What is expected:
Begin with the first line below and retype each line exactly through the line containing "task | point to each instance of the wooden dresser, one". Any pictures are to be left out.

[Natural language region descriptions]
-.-.-

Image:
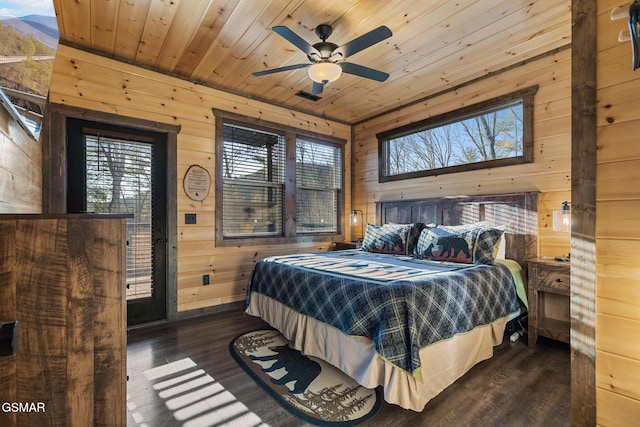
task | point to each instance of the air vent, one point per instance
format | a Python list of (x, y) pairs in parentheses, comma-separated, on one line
[(308, 96)]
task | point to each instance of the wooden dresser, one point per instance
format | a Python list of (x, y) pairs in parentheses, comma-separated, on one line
[(62, 277), (548, 294)]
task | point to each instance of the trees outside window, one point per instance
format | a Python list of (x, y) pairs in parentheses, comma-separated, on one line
[(490, 134), (278, 184)]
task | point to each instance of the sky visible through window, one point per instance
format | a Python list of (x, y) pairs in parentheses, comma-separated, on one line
[(19, 8)]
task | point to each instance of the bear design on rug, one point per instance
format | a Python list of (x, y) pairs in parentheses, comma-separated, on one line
[(299, 367)]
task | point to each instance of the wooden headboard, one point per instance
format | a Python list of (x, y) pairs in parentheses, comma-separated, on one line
[(517, 213)]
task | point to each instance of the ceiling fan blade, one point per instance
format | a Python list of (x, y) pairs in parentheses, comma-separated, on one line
[(280, 69), (362, 71), (296, 40), (363, 42), (317, 88)]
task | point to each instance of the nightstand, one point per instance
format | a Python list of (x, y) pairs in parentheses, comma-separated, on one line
[(341, 246), (549, 304)]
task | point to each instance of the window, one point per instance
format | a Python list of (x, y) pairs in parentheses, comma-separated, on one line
[(278, 184), (318, 185), (493, 133)]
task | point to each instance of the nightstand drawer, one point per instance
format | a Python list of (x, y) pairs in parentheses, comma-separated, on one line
[(553, 278), (549, 303)]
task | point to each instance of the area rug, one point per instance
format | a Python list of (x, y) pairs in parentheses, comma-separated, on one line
[(307, 387)]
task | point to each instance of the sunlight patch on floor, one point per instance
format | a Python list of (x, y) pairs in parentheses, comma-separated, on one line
[(194, 398)]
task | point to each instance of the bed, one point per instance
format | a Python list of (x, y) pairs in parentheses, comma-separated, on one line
[(399, 314)]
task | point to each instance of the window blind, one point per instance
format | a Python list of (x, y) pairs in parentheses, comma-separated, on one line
[(253, 182), (118, 180), (318, 186)]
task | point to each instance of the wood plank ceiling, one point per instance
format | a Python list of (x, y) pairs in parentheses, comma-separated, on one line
[(436, 45)]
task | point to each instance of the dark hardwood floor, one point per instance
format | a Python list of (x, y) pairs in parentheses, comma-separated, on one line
[(179, 374)]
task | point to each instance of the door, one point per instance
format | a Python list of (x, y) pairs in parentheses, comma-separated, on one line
[(115, 169)]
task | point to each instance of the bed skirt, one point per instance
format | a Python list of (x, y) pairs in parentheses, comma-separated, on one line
[(442, 362)]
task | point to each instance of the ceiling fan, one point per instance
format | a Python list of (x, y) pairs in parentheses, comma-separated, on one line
[(326, 58)]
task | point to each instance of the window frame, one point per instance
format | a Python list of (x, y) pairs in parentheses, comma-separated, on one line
[(289, 234), (525, 95)]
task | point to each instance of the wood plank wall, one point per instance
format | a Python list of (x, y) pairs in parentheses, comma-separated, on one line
[(89, 81), (549, 173), (617, 227), (20, 168)]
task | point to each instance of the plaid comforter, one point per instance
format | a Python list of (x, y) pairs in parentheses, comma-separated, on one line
[(400, 303)]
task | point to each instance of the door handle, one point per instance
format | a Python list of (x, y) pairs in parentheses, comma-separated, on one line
[(9, 334)]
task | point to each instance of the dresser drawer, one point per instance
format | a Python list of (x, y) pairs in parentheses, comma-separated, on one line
[(552, 278)]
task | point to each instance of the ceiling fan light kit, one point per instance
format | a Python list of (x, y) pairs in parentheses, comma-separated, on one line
[(324, 72), (326, 58)]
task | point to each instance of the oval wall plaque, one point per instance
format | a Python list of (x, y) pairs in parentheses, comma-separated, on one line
[(197, 183)]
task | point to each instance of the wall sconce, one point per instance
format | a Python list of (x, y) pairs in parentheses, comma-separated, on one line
[(357, 218), (562, 218)]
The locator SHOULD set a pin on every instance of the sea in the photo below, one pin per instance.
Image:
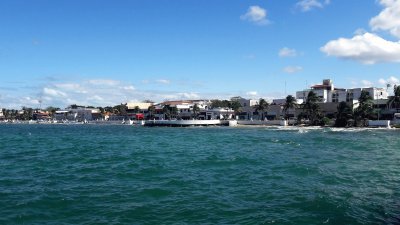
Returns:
(120, 174)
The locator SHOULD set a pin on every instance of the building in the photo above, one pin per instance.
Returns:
(328, 93)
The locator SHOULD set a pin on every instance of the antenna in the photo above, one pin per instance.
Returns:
(285, 88)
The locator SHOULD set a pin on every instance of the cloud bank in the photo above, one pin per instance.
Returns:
(370, 48)
(256, 15)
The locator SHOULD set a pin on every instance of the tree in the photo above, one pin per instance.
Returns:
(152, 110)
(394, 101)
(120, 109)
(364, 109)
(136, 109)
(174, 112)
(52, 110)
(262, 106)
(344, 113)
(290, 103)
(167, 111)
(312, 108)
(236, 106)
(196, 110)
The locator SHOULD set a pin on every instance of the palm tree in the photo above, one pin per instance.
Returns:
(364, 109)
(196, 110)
(152, 110)
(394, 101)
(344, 113)
(236, 106)
(312, 108)
(262, 106)
(290, 103)
(136, 109)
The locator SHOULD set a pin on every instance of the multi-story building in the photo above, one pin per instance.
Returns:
(328, 93)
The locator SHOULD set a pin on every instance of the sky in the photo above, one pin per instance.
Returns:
(104, 53)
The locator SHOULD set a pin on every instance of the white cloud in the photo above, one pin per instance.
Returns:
(251, 93)
(292, 69)
(53, 92)
(370, 48)
(163, 81)
(104, 82)
(287, 52)
(129, 88)
(391, 80)
(367, 48)
(256, 14)
(190, 95)
(367, 83)
(388, 19)
(307, 5)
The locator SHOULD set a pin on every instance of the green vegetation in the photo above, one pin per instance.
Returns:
(290, 103)
(312, 109)
(394, 101)
(343, 115)
(364, 110)
(261, 107)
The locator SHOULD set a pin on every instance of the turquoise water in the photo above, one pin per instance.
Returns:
(103, 174)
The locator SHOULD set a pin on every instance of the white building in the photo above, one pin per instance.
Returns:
(328, 93)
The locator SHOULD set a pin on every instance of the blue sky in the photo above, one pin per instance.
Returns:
(102, 52)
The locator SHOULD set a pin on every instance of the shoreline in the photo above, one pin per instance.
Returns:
(136, 124)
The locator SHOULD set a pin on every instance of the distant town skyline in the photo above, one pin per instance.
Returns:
(103, 53)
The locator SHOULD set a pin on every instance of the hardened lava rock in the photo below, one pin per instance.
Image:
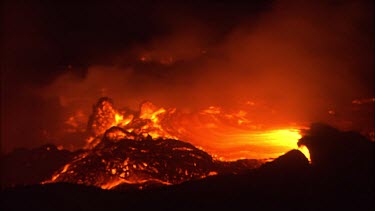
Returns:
(134, 161)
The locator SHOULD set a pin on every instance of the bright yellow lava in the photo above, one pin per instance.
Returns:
(262, 144)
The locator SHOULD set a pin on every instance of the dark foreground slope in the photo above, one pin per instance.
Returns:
(287, 183)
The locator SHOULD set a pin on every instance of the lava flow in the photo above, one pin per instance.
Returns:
(143, 148)
(227, 135)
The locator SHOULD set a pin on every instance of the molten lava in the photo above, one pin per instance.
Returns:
(142, 148)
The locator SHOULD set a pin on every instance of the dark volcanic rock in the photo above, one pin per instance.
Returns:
(131, 161)
(25, 167)
(342, 156)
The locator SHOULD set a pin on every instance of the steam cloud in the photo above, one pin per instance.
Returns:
(302, 59)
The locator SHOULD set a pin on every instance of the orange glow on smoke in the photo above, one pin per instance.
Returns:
(226, 135)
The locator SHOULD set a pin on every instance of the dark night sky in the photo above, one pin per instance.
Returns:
(41, 38)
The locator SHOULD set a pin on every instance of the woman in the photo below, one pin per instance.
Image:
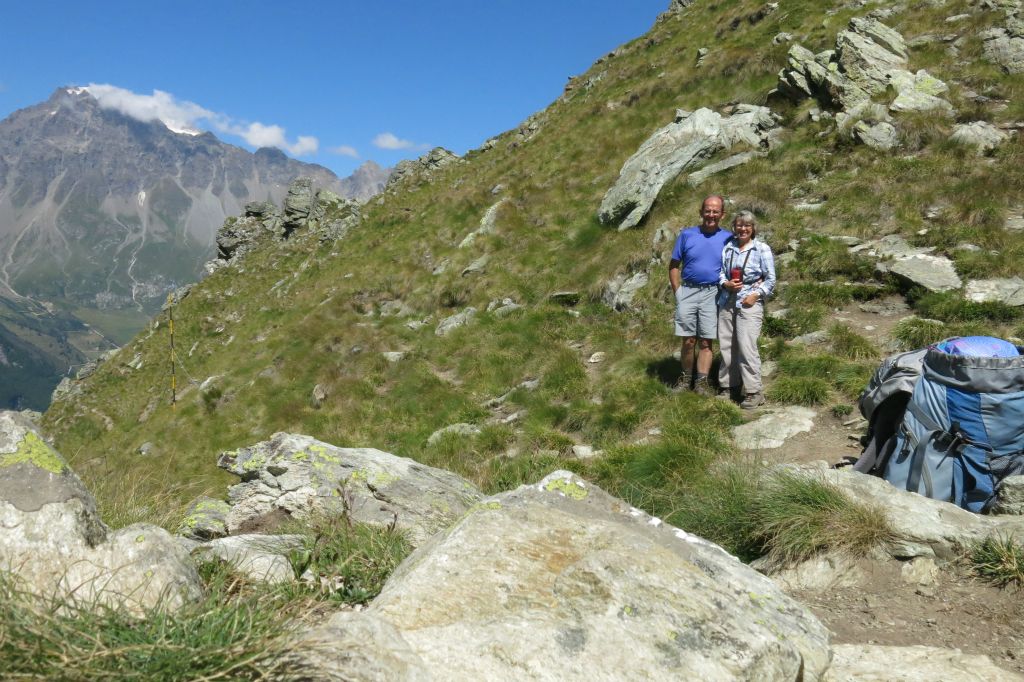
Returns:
(748, 278)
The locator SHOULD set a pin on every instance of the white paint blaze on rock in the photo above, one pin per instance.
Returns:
(1009, 291)
(53, 541)
(774, 428)
(559, 581)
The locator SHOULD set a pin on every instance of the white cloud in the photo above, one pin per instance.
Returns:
(344, 151)
(185, 117)
(388, 140)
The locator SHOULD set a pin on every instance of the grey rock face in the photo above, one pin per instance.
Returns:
(682, 145)
(932, 272)
(453, 323)
(422, 168)
(1009, 291)
(545, 581)
(868, 58)
(358, 647)
(870, 663)
(147, 183)
(772, 429)
(54, 542)
(296, 475)
(981, 134)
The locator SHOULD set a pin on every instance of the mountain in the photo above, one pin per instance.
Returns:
(493, 313)
(101, 215)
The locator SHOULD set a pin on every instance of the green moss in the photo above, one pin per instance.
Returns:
(34, 450)
(567, 487)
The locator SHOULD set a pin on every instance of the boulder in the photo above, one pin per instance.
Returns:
(561, 581)
(621, 291)
(696, 178)
(453, 323)
(259, 557)
(487, 224)
(871, 663)
(932, 272)
(881, 136)
(295, 475)
(55, 544)
(420, 169)
(682, 145)
(355, 647)
(1009, 291)
(981, 134)
(773, 428)
(1004, 48)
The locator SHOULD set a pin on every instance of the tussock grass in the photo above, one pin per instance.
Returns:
(798, 516)
(225, 636)
(799, 390)
(998, 560)
(346, 562)
(847, 343)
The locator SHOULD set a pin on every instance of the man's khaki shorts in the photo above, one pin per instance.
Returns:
(696, 312)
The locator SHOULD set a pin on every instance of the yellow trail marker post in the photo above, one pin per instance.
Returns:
(170, 322)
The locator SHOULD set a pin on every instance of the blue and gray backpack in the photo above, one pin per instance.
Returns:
(947, 421)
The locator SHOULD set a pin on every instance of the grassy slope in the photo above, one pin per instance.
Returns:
(299, 313)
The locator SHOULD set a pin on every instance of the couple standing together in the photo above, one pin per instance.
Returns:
(721, 281)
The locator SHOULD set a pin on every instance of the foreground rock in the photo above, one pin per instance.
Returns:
(682, 145)
(295, 475)
(559, 581)
(867, 663)
(55, 543)
(922, 526)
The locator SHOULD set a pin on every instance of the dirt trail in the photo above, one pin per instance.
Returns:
(882, 606)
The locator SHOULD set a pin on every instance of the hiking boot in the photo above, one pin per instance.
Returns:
(683, 383)
(753, 400)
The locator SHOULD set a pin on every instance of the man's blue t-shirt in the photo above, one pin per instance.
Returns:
(699, 255)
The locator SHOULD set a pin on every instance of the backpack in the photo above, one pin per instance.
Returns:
(947, 421)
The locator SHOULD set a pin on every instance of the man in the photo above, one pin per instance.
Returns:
(693, 273)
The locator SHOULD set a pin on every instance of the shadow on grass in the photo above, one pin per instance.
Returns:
(666, 370)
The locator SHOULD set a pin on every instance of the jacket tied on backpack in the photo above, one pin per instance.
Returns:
(962, 431)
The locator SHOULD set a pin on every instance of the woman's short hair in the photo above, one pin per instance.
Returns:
(747, 216)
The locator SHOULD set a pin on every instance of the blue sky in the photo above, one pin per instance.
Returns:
(334, 83)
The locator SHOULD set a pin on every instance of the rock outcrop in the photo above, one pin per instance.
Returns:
(561, 581)
(295, 475)
(418, 170)
(685, 144)
(54, 542)
(868, 59)
(305, 209)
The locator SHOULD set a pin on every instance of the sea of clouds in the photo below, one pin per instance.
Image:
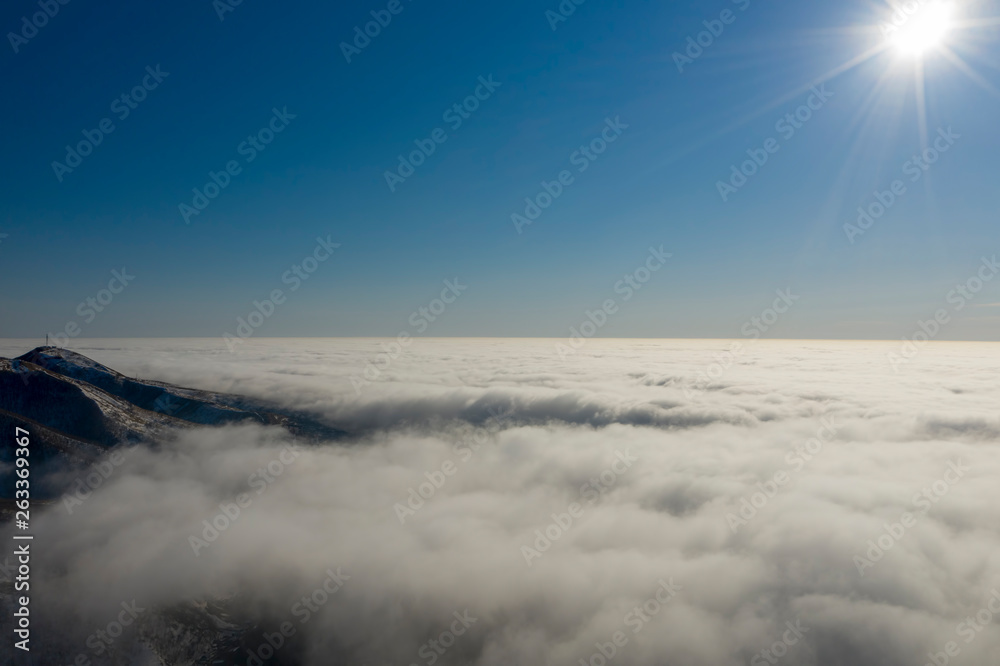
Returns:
(636, 502)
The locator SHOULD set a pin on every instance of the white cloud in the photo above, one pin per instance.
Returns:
(665, 518)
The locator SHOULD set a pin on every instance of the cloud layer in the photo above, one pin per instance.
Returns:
(555, 500)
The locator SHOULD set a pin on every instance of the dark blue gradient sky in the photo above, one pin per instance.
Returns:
(657, 184)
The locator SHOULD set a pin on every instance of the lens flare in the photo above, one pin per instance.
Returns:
(922, 29)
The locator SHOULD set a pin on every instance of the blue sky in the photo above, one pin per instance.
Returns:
(656, 183)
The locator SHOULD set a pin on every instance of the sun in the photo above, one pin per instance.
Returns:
(923, 29)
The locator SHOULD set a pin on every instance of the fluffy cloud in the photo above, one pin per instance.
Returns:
(551, 500)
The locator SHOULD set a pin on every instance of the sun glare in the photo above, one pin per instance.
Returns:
(924, 29)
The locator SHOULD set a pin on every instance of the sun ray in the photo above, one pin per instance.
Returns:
(962, 66)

-.-.-

Expected output:
Image:
task | point to each instance of the air vent, one point per instance
format | a Python list of (x, y) pairs in parentheses, comma-separated, on one line
[(308, 96)]
task | point to each instance of the wooden dresser, one point per instance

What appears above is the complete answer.